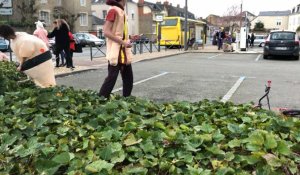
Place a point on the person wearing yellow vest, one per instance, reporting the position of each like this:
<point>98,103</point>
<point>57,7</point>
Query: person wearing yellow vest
<point>118,51</point>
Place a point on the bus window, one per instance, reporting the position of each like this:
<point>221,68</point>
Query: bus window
<point>169,22</point>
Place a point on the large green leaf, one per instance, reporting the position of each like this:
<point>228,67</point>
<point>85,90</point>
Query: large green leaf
<point>47,166</point>
<point>62,158</point>
<point>98,166</point>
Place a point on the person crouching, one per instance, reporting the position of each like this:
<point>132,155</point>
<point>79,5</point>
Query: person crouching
<point>33,55</point>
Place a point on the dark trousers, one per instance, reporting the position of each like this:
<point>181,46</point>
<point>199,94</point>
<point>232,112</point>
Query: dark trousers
<point>110,80</point>
<point>220,44</point>
<point>68,58</point>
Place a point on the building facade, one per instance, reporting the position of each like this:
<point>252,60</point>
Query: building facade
<point>77,14</point>
<point>294,18</point>
<point>273,20</point>
<point>100,9</point>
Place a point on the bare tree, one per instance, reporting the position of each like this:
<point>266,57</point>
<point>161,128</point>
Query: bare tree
<point>28,12</point>
<point>232,18</point>
<point>61,12</point>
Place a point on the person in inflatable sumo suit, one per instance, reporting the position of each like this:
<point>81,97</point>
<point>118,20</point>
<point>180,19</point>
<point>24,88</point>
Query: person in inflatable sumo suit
<point>41,32</point>
<point>33,55</point>
<point>3,57</point>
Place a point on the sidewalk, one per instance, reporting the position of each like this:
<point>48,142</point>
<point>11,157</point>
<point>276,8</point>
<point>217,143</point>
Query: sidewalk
<point>85,63</point>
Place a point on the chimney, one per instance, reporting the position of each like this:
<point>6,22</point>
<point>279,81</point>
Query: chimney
<point>166,3</point>
<point>141,2</point>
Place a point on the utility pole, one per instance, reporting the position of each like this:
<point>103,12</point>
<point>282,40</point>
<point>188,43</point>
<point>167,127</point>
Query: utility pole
<point>185,27</point>
<point>241,14</point>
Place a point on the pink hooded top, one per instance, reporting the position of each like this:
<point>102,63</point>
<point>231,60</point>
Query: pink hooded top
<point>41,32</point>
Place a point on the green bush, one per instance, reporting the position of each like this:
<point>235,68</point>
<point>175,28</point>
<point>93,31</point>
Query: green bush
<point>11,79</point>
<point>65,131</point>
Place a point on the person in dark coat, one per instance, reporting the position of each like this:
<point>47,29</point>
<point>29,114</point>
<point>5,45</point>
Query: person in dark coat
<point>62,41</point>
<point>220,36</point>
<point>252,38</point>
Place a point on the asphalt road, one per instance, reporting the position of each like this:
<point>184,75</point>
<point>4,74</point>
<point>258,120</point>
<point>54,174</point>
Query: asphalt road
<point>198,76</point>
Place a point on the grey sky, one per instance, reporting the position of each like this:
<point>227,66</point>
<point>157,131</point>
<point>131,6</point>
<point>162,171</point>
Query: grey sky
<point>202,8</point>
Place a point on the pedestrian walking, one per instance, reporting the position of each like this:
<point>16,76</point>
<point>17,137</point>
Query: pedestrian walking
<point>33,55</point>
<point>62,41</point>
<point>220,35</point>
<point>118,49</point>
<point>41,32</point>
<point>252,38</point>
<point>72,45</point>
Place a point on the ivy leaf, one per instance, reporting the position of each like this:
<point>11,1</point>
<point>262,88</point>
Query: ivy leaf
<point>272,160</point>
<point>98,166</point>
<point>131,140</point>
<point>234,143</point>
<point>215,150</point>
<point>270,141</point>
<point>148,147</point>
<point>106,153</point>
<point>62,158</point>
<point>47,167</point>
<point>135,170</point>
<point>283,148</point>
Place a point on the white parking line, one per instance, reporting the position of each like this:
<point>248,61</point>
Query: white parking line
<point>142,81</point>
<point>214,56</point>
<point>258,57</point>
<point>233,89</point>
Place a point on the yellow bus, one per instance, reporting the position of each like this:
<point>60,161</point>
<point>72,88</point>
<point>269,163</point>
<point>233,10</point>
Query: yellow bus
<point>172,30</point>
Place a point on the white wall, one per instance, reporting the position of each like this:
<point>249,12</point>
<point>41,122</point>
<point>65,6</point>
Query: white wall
<point>294,22</point>
<point>133,20</point>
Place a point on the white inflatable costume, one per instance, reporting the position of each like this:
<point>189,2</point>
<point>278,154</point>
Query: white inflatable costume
<point>35,59</point>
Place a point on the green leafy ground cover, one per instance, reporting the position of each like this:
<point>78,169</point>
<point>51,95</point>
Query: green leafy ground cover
<point>65,131</point>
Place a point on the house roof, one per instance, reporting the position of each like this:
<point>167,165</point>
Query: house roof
<point>97,21</point>
<point>275,13</point>
<point>104,1</point>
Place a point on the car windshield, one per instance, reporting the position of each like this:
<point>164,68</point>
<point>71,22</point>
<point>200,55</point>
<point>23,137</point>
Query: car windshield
<point>92,36</point>
<point>283,36</point>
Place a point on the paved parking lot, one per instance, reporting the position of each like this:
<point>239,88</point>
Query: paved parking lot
<point>240,78</point>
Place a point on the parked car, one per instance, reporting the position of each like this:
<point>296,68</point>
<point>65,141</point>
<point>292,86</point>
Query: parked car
<point>282,43</point>
<point>4,45</point>
<point>88,39</point>
<point>139,39</point>
<point>51,42</point>
<point>260,40</point>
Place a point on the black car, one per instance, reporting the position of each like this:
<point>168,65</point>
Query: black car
<point>282,43</point>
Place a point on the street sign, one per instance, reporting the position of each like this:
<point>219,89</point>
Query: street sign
<point>5,3</point>
<point>159,18</point>
<point>5,11</point>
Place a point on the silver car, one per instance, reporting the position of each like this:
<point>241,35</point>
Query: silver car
<point>4,45</point>
<point>89,39</point>
<point>282,43</point>
<point>260,40</point>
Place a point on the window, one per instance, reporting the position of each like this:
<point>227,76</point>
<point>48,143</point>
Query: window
<point>45,16</point>
<point>83,19</point>
<point>278,21</point>
<point>169,22</point>
<point>58,2</point>
<point>82,2</point>
<point>104,13</point>
<point>283,36</point>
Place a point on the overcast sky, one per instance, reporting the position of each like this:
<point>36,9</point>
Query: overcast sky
<point>202,8</point>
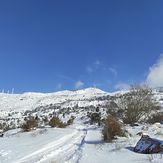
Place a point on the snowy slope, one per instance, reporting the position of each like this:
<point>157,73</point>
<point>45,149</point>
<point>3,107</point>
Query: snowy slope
<point>29,101</point>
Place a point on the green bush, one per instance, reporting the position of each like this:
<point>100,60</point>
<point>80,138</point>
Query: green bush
<point>29,124</point>
<point>112,128</point>
<point>56,122</point>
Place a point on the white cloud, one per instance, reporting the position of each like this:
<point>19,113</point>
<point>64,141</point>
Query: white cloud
<point>89,69</point>
<point>113,71</point>
<point>59,86</point>
<point>79,84</point>
<point>155,75</point>
<point>122,86</point>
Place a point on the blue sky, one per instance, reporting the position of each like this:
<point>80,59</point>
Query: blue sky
<point>48,45</point>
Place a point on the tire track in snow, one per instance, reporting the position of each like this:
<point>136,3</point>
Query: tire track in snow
<point>61,150</point>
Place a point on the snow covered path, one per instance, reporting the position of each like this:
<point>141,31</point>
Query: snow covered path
<point>55,145</point>
<point>94,150</point>
<point>80,144</point>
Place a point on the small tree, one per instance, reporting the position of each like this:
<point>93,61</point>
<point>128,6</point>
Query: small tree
<point>112,128</point>
<point>29,124</point>
<point>56,122</point>
<point>137,104</point>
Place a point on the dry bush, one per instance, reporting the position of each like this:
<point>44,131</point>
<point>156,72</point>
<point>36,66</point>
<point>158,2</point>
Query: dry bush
<point>56,122</point>
<point>136,105</point>
<point>70,121</point>
<point>29,124</point>
<point>112,129</point>
<point>156,117</point>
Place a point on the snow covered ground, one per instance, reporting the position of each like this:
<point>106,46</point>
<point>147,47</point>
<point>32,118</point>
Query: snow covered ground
<point>78,143</point>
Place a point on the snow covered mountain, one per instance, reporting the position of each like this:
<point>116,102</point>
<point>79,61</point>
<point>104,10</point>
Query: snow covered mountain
<point>31,100</point>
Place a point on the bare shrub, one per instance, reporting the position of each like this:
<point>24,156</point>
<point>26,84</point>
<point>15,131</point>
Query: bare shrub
<point>56,122</point>
<point>156,117</point>
<point>112,129</point>
<point>136,105</point>
<point>29,124</point>
<point>71,120</point>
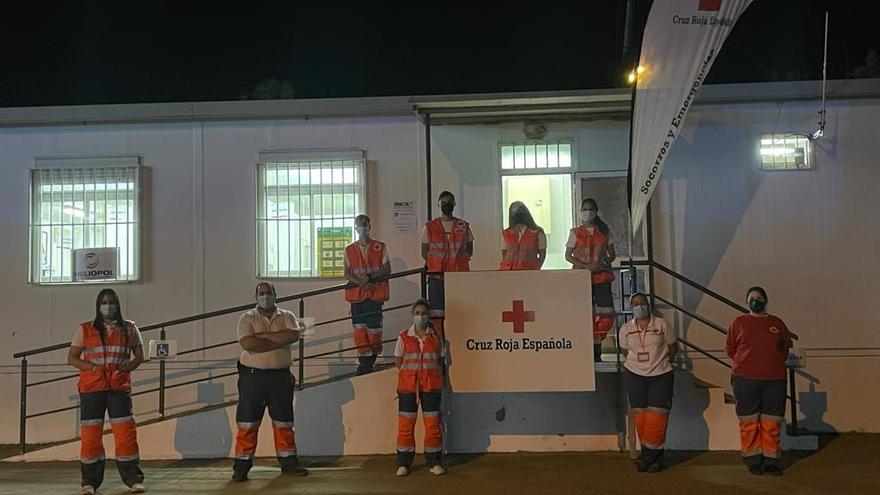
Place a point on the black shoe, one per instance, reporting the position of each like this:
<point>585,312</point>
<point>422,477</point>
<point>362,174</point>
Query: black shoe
<point>772,470</point>
<point>365,365</point>
<point>295,470</point>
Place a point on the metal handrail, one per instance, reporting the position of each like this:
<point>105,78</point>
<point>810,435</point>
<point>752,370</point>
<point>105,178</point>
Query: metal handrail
<point>221,312</point>
<point>693,315</point>
<point>178,321</point>
<point>704,290</point>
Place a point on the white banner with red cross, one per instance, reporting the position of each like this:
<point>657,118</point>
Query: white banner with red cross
<point>520,331</point>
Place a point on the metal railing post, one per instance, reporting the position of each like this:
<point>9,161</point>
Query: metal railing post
<point>302,350</point>
<point>162,378</point>
<point>22,421</point>
<point>423,281</point>
<point>792,388</point>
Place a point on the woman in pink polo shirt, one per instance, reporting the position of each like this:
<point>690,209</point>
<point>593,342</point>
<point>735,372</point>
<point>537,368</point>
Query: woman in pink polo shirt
<point>650,346</point>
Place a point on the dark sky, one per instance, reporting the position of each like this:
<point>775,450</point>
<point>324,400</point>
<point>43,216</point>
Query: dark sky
<point>125,51</point>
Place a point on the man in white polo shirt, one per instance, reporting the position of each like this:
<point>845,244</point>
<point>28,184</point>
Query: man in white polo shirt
<point>265,334</point>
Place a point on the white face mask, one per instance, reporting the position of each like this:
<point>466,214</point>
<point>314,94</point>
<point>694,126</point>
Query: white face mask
<point>588,215</point>
<point>266,301</point>
<point>108,310</point>
<point>641,312</point>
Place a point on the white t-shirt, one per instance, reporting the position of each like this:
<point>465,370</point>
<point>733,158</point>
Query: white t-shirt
<point>649,350</point>
<point>253,322</point>
<point>447,227</point>
<point>136,339</point>
<point>520,230</point>
<point>363,248</point>
<point>572,240</point>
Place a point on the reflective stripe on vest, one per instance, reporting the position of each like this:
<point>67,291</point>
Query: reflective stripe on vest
<point>360,266</point>
<point>420,369</point>
<point>446,251</point>
<point>521,253</point>
<point>114,350</point>
<point>592,248</point>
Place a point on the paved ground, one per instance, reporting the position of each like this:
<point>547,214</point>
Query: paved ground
<point>848,464</point>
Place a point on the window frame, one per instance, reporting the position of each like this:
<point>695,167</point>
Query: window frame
<point>299,158</point>
<point>82,164</point>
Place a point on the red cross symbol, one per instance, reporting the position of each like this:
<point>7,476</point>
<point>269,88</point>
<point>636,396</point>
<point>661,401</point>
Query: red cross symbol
<point>518,317</point>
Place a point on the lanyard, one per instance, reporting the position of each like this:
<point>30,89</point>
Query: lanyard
<point>643,335</point>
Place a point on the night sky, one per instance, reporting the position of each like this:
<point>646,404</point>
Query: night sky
<point>127,52</point>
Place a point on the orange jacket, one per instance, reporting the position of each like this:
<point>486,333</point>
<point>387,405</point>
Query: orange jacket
<point>446,252</point>
<point>420,370</point>
<point>592,248</point>
<point>521,252</point>
<point>115,349</point>
<point>374,263</point>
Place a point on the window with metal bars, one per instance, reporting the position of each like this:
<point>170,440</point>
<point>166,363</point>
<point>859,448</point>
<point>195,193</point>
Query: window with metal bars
<point>521,157</point>
<point>305,216</point>
<point>74,208</point>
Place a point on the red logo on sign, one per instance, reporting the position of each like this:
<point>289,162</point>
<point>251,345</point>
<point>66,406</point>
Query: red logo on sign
<point>518,317</point>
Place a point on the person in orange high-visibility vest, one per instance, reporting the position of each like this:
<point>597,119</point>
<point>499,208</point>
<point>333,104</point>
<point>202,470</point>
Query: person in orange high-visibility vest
<point>419,355</point>
<point>524,244</point>
<point>447,246</point>
<point>106,350</point>
<point>650,347</point>
<point>758,344</point>
<point>367,268</point>
<point>590,246</point>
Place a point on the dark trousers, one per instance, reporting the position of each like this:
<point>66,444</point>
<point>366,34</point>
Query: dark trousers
<point>408,411</point>
<point>760,407</point>
<point>650,399</point>
<point>257,390</point>
<point>117,405</point>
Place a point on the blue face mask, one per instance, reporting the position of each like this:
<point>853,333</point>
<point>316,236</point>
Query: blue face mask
<point>108,310</point>
<point>757,305</point>
<point>641,312</point>
<point>266,301</point>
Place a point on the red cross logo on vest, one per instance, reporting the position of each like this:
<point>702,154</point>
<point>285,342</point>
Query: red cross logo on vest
<point>518,317</point>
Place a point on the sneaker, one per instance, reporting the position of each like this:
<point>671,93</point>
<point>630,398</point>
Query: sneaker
<point>295,470</point>
<point>772,470</point>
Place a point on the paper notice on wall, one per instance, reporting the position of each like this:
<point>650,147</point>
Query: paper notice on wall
<point>404,217</point>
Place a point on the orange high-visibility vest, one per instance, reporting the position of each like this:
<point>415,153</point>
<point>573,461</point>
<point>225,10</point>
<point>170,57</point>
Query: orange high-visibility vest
<point>521,252</point>
<point>420,370</point>
<point>360,266</point>
<point>592,247</point>
<point>115,350</point>
<point>446,251</point>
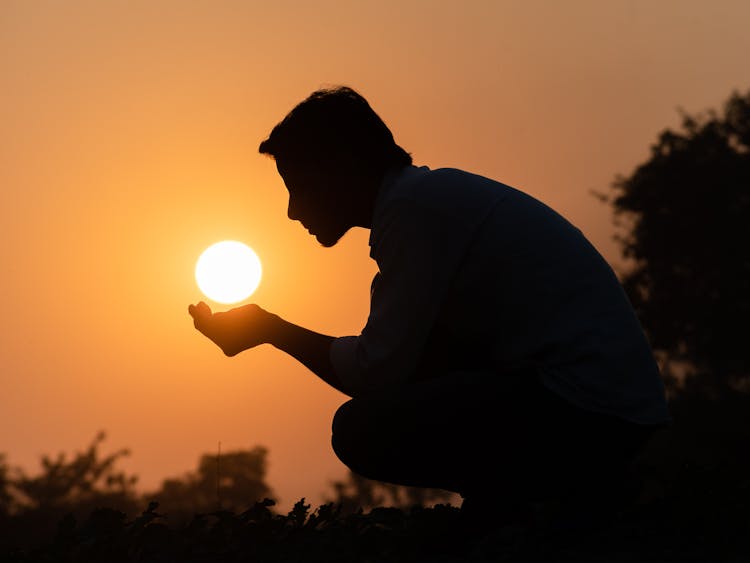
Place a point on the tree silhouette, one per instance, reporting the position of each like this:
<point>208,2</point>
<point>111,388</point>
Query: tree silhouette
<point>687,211</point>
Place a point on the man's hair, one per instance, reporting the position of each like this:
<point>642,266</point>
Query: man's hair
<point>331,126</point>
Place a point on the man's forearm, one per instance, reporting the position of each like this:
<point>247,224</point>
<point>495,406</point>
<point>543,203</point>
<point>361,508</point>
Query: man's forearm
<point>310,348</point>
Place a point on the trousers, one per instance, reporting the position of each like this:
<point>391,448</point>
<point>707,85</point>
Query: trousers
<point>480,433</point>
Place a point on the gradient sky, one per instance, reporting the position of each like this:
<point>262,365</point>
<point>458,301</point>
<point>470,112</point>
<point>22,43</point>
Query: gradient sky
<point>130,134</point>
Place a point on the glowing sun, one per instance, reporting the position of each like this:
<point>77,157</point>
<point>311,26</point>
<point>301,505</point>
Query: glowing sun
<point>228,271</point>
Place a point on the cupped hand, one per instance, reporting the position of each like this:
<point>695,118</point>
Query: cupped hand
<point>233,331</point>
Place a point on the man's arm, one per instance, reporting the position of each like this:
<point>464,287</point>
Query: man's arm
<point>248,326</point>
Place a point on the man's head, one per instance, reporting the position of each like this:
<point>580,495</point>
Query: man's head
<point>332,150</point>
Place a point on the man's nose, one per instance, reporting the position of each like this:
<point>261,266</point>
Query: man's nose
<point>292,210</point>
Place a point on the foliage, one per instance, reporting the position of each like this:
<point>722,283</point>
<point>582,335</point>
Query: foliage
<point>688,208</point>
<point>699,525</point>
<point>226,481</point>
<point>355,493</point>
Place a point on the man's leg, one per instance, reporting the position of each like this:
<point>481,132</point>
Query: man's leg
<point>501,438</point>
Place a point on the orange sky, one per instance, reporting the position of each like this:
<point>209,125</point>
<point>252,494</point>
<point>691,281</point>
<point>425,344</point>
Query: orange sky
<point>130,134</point>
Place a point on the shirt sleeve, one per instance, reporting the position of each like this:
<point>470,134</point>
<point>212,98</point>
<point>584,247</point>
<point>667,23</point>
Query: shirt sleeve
<point>418,248</point>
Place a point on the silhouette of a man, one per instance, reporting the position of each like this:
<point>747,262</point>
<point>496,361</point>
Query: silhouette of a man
<point>501,358</point>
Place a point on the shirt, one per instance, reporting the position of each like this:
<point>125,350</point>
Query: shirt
<point>474,274</point>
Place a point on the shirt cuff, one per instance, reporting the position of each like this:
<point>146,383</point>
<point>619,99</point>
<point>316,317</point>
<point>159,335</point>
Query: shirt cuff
<point>343,356</point>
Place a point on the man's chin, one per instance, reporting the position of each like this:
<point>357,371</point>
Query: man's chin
<point>328,239</point>
<point>327,242</point>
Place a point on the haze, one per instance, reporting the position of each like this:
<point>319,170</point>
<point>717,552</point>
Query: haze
<point>130,134</point>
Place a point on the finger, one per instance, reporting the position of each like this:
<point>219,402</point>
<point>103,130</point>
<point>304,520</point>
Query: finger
<point>199,310</point>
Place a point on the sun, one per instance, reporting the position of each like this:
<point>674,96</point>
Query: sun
<point>228,271</point>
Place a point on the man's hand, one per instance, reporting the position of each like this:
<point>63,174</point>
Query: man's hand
<point>235,330</point>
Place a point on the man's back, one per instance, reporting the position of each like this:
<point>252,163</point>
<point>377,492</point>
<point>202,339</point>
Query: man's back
<point>506,283</point>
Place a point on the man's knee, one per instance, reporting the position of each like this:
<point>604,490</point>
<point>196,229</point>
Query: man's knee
<point>345,428</point>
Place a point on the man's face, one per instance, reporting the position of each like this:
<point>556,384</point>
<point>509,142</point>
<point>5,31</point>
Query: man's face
<point>317,201</point>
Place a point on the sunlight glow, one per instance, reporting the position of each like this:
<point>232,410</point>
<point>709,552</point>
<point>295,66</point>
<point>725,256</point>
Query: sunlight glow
<point>228,271</point>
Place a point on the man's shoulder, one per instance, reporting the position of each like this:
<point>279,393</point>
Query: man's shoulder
<point>446,185</point>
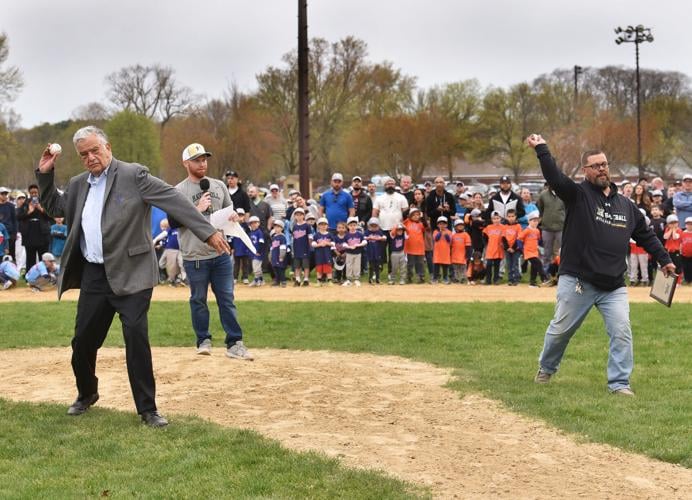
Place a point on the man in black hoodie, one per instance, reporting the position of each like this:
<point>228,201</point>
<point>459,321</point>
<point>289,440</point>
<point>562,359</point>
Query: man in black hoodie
<point>598,226</point>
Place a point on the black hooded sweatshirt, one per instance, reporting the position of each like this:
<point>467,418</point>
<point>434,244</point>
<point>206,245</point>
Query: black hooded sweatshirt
<point>597,228</point>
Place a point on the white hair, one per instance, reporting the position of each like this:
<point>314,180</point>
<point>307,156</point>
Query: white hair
<point>87,131</point>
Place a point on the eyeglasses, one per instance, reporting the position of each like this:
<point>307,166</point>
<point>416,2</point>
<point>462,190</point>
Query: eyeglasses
<point>598,166</point>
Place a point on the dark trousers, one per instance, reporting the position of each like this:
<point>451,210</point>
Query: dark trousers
<point>95,310</point>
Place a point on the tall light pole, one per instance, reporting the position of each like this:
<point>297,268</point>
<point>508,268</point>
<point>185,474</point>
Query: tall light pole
<point>636,35</point>
<point>303,100</point>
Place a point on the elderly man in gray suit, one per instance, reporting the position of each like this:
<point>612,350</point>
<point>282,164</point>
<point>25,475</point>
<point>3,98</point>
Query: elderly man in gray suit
<point>109,256</point>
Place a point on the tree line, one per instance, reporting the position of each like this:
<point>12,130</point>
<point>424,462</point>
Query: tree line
<point>366,117</point>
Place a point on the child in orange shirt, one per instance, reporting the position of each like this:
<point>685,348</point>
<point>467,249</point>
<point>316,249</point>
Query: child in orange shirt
<point>461,250</point>
<point>530,238</point>
<point>414,246</point>
<point>494,253</point>
<point>672,236</point>
<point>442,258</point>
<point>686,250</point>
<point>512,248</point>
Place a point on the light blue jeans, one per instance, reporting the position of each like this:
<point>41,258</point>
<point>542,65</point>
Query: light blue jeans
<point>570,311</point>
<point>217,272</point>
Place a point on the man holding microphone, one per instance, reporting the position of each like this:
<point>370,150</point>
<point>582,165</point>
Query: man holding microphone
<point>203,265</point>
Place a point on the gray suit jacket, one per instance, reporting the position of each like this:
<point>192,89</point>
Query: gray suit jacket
<point>128,252</point>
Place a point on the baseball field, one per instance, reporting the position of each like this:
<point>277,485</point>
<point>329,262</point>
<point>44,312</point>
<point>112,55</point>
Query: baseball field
<point>379,392</point>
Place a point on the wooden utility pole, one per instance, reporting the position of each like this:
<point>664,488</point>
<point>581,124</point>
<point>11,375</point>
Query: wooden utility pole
<point>303,101</point>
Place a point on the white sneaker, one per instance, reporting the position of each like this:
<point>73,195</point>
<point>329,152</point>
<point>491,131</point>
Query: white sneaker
<point>204,348</point>
<point>239,351</point>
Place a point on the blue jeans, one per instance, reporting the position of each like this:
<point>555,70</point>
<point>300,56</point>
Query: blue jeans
<point>218,272</point>
<point>512,263</point>
<point>570,311</point>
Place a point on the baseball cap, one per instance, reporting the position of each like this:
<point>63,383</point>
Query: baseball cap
<point>193,151</point>
<point>373,221</point>
<point>48,257</point>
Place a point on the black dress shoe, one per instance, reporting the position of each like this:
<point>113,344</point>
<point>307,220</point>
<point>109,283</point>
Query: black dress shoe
<point>154,419</point>
<point>82,404</point>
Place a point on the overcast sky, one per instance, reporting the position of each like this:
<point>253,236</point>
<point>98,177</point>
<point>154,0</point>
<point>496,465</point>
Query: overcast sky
<point>65,49</point>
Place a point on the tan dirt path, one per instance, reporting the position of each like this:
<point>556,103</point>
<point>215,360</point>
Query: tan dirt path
<point>367,293</point>
<point>378,412</point>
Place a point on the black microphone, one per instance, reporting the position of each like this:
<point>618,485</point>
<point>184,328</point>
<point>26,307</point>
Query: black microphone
<point>204,186</point>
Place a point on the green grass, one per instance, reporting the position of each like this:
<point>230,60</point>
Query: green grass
==================================================
TASK ITEM: From the listing above, copy every line that includes the word "grass".

ANSWER BOX:
Place a point on the green grass, one per instance, reporting the position of each like this:
Query: green grass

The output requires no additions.